↓

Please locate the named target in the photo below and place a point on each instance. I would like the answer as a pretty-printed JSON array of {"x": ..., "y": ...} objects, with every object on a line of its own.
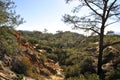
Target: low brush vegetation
[{"x": 76, "y": 54}]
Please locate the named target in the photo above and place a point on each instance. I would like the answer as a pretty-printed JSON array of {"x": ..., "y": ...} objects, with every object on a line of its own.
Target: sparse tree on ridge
[
  {"x": 8, "y": 16},
  {"x": 101, "y": 14}
]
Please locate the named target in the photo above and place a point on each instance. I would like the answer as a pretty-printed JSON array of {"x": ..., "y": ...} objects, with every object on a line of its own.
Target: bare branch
[
  {"x": 92, "y": 8},
  {"x": 97, "y": 5},
  {"x": 110, "y": 8},
  {"x": 110, "y": 44}
]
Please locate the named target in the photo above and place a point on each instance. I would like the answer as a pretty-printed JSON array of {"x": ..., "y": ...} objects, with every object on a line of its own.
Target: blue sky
[{"x": 41, "y": 14}]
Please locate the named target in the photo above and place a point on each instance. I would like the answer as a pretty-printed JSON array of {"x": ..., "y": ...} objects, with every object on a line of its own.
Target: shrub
[{"x": 20, "y": 67}]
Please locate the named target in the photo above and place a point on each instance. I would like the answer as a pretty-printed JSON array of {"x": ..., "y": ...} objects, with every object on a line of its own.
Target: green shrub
[{"x": 20, "y": 67}]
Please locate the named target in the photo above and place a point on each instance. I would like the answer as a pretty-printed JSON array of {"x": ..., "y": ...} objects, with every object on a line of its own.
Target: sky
[{"x": 46, "y": 14}]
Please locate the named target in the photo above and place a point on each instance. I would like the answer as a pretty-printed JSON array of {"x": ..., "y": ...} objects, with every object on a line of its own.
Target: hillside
[{"x": 61, "y": 56}]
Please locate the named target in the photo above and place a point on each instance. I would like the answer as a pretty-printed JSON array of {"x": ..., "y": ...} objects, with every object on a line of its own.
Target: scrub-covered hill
[{"x": 61, "y": 56}]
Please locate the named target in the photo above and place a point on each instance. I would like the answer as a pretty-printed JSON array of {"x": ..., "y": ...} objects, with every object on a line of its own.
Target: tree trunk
[{"x": 99, "y": 67}]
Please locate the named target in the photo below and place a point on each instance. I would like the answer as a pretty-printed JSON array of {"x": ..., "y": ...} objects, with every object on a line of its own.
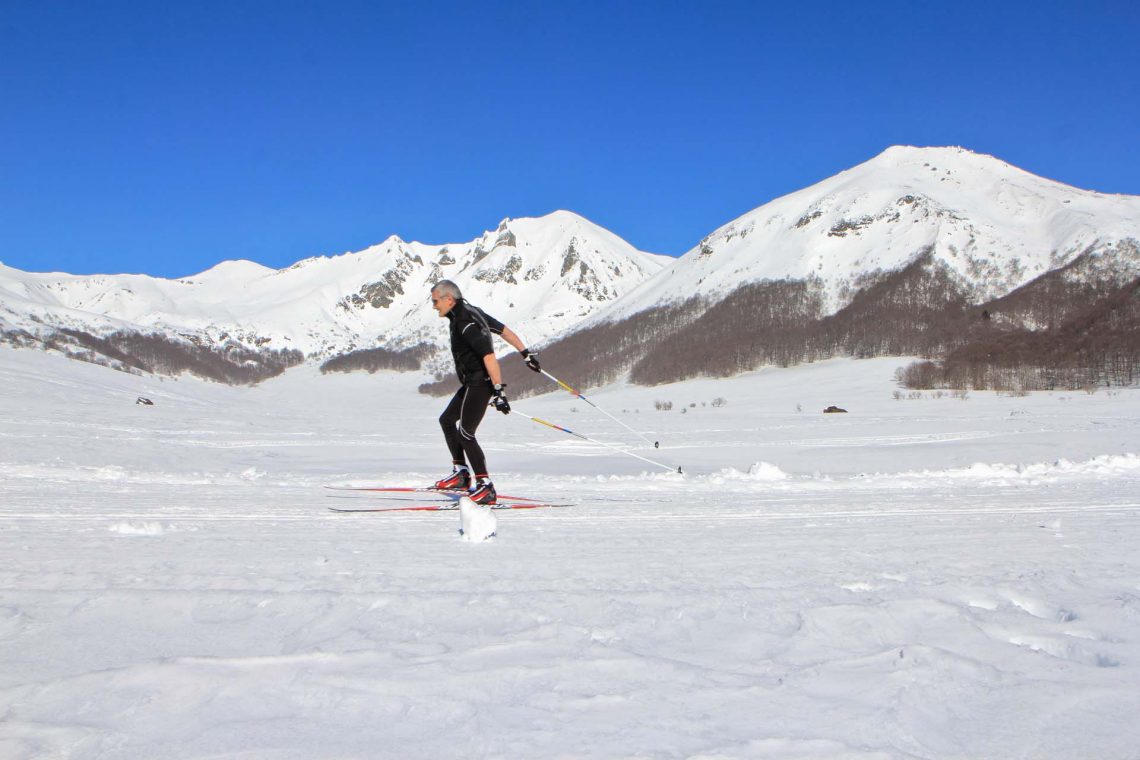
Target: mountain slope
[
  {"x": 917, "y": 252},
  {"x": 540, "y": 276},
  {"x": 993, "y": 227}
]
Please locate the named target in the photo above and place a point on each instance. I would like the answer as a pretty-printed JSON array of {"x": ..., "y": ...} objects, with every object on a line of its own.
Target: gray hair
[{"x": 447, "y": 287}]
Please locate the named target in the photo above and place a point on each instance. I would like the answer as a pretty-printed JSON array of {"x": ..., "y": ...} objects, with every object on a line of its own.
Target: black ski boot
[{"x": 457, "y": 481}]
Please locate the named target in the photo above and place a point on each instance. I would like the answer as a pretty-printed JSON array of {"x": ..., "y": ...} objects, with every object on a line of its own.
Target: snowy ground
[{"x": 928, "y": 578}]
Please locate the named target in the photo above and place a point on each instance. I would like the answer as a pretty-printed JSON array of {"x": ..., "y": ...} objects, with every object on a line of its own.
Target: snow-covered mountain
[
  {"x": 542, "y": 276},
  {"x": 993, "y": 227}
]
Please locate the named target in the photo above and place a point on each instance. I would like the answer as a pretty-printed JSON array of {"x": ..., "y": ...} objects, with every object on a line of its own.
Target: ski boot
[{"x": 457, "y": 481}]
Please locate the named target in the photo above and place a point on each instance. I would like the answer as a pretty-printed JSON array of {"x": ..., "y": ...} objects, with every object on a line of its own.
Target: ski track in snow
[{"x": 935, "y": 579}]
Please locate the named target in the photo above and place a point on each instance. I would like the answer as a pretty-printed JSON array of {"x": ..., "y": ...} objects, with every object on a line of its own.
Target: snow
[
  {"x": 994, "y": 226},
  {"x": 919, "y": 578},
  {"x": 310, "y": 307}
]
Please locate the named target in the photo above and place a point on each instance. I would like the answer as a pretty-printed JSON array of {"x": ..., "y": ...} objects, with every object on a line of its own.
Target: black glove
[
  {"x": 498, "y": 400},
  {"x": 531, "y": 359}
]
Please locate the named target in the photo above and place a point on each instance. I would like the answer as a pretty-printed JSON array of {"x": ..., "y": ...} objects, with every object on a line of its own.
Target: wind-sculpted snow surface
[{"x": 928, "y": 578}]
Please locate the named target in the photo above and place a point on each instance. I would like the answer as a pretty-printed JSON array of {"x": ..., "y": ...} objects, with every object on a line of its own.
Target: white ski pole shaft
[
  {"x": 609, "y": 446},
  {"x": 583, "y": 397}
]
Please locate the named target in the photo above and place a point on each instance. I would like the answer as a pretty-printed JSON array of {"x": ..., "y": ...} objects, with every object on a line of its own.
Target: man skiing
[{"x": 481, "y": 381}]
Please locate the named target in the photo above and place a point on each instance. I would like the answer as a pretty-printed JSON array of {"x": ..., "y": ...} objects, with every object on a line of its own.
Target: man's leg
[
  {"x": 448, "y": 421},
  {"x": 472, "y": 409}
]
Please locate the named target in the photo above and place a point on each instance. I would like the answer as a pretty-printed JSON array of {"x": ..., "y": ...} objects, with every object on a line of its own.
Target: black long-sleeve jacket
[{"x": 471, "y": 340}]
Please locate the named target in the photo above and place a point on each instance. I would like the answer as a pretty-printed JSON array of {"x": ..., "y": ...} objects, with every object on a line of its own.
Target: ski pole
[
  {"x": 583, "y": 397},
  {"x": 609, "y": 446}
]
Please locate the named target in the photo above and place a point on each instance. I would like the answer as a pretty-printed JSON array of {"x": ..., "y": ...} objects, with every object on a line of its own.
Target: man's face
[{"x": 441, "y": 302}]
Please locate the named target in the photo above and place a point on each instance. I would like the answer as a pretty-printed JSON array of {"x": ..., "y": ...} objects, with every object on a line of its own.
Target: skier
[{"x": 481, "y": 383}]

↑

- _TASK TO COMPLETE_
Repeat the data word for word, minus any pictures.

- _COMPLETED TASK_
Please locate the named target in the photo below and place a point on each instance. I would like the answer as a pretty-printed JSON array of {"x": ..., "y": ...} objects, with every object on a line of its own.
Target: low brush vegetation
[{"x": 76, "y": 54}]
Please locate the named target in the photo above and place a point on each instance. I would like the answer as a pretty-printed JSON array of {"x": ..., "y": ...} objects, with every object on a line of its own.
Target: sparse tree on ridge
[
  {"x": 8, "y": 16},
  {"x": 101, "y": 14}
]
Please locate the named target in the photo above and place a point on each instance. I would like the answer as a pretty-printed JSON array of {"x": ..., "y": ...} objects, with every object on a line of its own.
Target: bare branch
[
  {"x": 92, "y": 8},
  {"x": 97, "y": 5},
  {"x": 110, "y": 8},
  {"x": 110, "y": 44}
]
Please locate the named target in the photo above and place a point on each instance. I would like the answer as a pretty-printed JSON array of {"x": ..., "y": ...} objects, with every object on a line of its own.
Target: blue sky
[{"x": 41, "y": 14}]
Please locate the named target in the photo above and place a point on each instance. I would like the answer as a pretty-printed JSON array of {"x": ..., "y": ...} objects, with every object on a line of its own.
Target: shrub
[{"x": 20, "y": 67}]
Please locate the named target in the photo above and place a point on each instance. I would like the answer as a pretty-printed JSON array of {"x": ..., "y": ...} objects, with every object on a line of its own.
Target: green shrub
[{"x": 20, "y": 67}]
Please locate the named target in the photo above and place a point on each instance. I would like the answer as a pretty-printed JSON array of {"x": ..., "y": ...} objects, with every object on a line of its own.
Target: sky
[{"x": 46, "y": 14}]
Please locate the named target in the photo above and place a point on each instance. I would like the answer as a pretty-printed JSON array of {"x": ..., "y": ...} objects, with every object on a line of its own.
Target: hillside
[{"x": 61, "y": 56}]
Please locate the named target in the photo above and place a point on each instance. I would like the answer as a pretty-printed JSON array of {"x": ..., "y": ...} objects, with every object on a line of its own.
Target: scrub-covered hill
[{"x": 61, "y": 56}]
Please locate the named target in the photo above and place a point on each instance. I would like the answer as a pretty-printed JSON array of {"x": ..., "y": ...} objects, with every object on a line of its own.
Target: tree trunk
[{"x": 99, "y": 67}]
Please locate the named target in the photo below and place a point on each instance. I would like the answer as a pretty-printed JSON array of {"x": ..., "y": ...} objects, with every object on a line of its own.
Target: mountain slope
[
  {"x": 917, "y": 252},
  {"x": 540, "y": 276},
  {"x": 993, "y": 227}
]
Please locate the named target in the photo above and place a point on each instance. I would like the answer as a pretty-printed JSON array of {"x": ..., "y": ...} objects, with every object on a line of its own.
Target: gray hair
[{"x": 447, "y": 287}]
Please locate the named target in the photo above and place a point on each instance. I would like the answer as a pretty-printed JSON array of {"x": ..., "y": ...} objects, with every object on a line of its own.
Target: black ski boot
[{"x": 457, "y": 481}]
Please locate the named target in the photo above and place a point on each instance. I would like the answer as a pretty-printed JSON array of {"x": ..., "y": ...} objects, with every object on a line of its own.
Target: snowy ground
[{"x": 928, "y": 578}]
Please locate the named target in the photo above and place a point on each instance. I would like the answer as a pretty-printed JSON array of {"x": ..., "y": ...} objects, with every object on a line of its own.
Target: snow-covered mountain
[
  {"x": 542, "y": 276},
  {"x": 993, "y": 227}
]
Please locate the named target in the photo above and place a point on each instance. I would like the answer as a pretty-printed JSON array of {"x": ..., "y": ...} objects, with every object on a line of its own.
Target: ski boot
[{"x": 457, "y": 481}]
Please locate the named target in the photo above and place a point on each instance. I would like the answer as a pretty-printed JSON array of {"x": ..., "y": ...} objects, with every object on a line of its own.
Target: ski track in snow
[{"x": 935, "y": 579}]
Please locate the named target in the photo above and place a point on each instance. I would like the answer as a pretty-printed JSON array of {"x": ..., "y": ...} objects, with every object on a line of its own.
Target: snow
[
  {"x": 994, "y": 226},
  {"x": 919, "y": 578},
  {"x": 310, "y": 307}
]
Please locate the named target in the photo above and place a point on each instance. I would like the answer as a pretty-printed JSON array of {"x": ..., "y": ...} objects, with every object on a line of its own.
Target: black glove
[
  {"x": 498, "y": 400},
  {"x": 531, "y": 359}
]
Please locate the named target in the photo above and place a point on each instance. I would like the answer as a pretty-printed JSON array of {"x": ..., "y": ...} objects, with every object on a line of its own.
Target: wind-sculpted snow surface
[{"x": 928, "y": 578}]
Please locate the named target in the photo above and place a point on each instance. I would like the answer as a pretty-printed JSON array of {"x": ..., "y": ...} objects, with every object on a line of its own.
Target: white ski pole shaft
[
  {"x": 609, "y": 446},
  {"x": 583, "y": 397}
]
Please locate the named target in the photo above and place a point on each instance. I would like the answer as a pretty-printed JSON array of {"x": ..., "y": ...} objects, with every object on a line of its own.
Target: man skiing
[{"x": 481, "y": 381}]
Please locate the named target in the photo above and place a point on each instance. I would like the answer as a pretty-printed JSON array of {"x": ..., "y": ...} objects, with every object on a line of its own.
Target: man's leg
[
  {"x": 448, "y": 421},
  {"x": 472, "y": 409}
]
Please locate the named target in the photo above and place a point on each instance. I would like the answer as a pretty-printed JSON array of {"x": ..., "y": ...} objects, with every object on a line of its own.
Target: black long-sleeve jacket
[{"x": 471, "y": 340}]
Please locate the named target in the photo above and place a point on each instance. I would like the answer as a pretty-printed JSON array of {"x": ..., "y": ...} objects, with every object on a line of its own.
Target: ski pole
[
  {"x": 583, "y": 397},
  {"x": 609, "y": 446}
]
Please locate the named target in the photo above and place a point on each instance. I would like the answer as a pretty-printed JSON array of {"x": ..., "y": ...} objects, with every object on a line of its own.
Target: man's face
[{"x": 441, "y": 302}]
Please locate the named target in the photo above and place a point on each instance. I would like the answer as a pretty-printed JSON array of {"x": ..., "y": ...} objects, with every object on a line of its own.
Target: skier
[{"x": 481, "y": 383}]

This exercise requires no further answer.